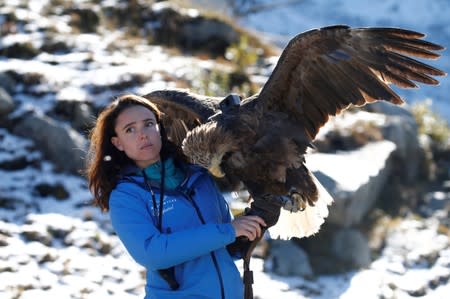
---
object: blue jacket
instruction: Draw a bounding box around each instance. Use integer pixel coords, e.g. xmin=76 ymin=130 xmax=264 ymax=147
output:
xmin=109 ymin=166 xmax=244 ymax=299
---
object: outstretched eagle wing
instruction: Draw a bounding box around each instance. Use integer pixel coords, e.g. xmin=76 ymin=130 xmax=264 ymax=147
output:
xmin=144 ymin=90 xmax=222 ymax=146
xmin=258 ymin=26 xmax=446 ymax=140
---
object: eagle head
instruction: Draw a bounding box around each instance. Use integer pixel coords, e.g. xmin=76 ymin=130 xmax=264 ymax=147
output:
xmin=182 ymin=121 xmax=237 ymax=177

--- PROBLEM TO SOLVE ---
Write every line of the data above as a JSON list of strings, one string per line, skipping blank lines and leaving out the pictures.

--- RESPONSE ---
[
  "---",
  "object: blue jacket",
  "instruction: Draw a bounding box around each instance. Use integer pixel coords, e.g. xmin=76 ymin=130 xmax=264 ymax=147",
  "output:",
  "xmin=109 ymin=166 xmax=244 ymax=299",
  "---",
  "object: outstretched eagle wing",
  "instruction: Draw a bounding box around each instance. Use integer pixel coords, e.g. xmin=76 ymin=130 xmax=264 ymax=147",
  "output:",
  "xmin=144 ymin=90 xmax=222 ymax=146",
  "xmin=258 ymin=26 xmax=446 ymax=140",
  "---",
  "object: eagle head",
  "instruction: Draw a bounding box around each instance. Use integer pixel coords, e.g. xmin=76 ymin=130 xmax=264 ymax=147",
  "output:",
  "xmin=182 ymin=121 xmax=237 ymax=177"
]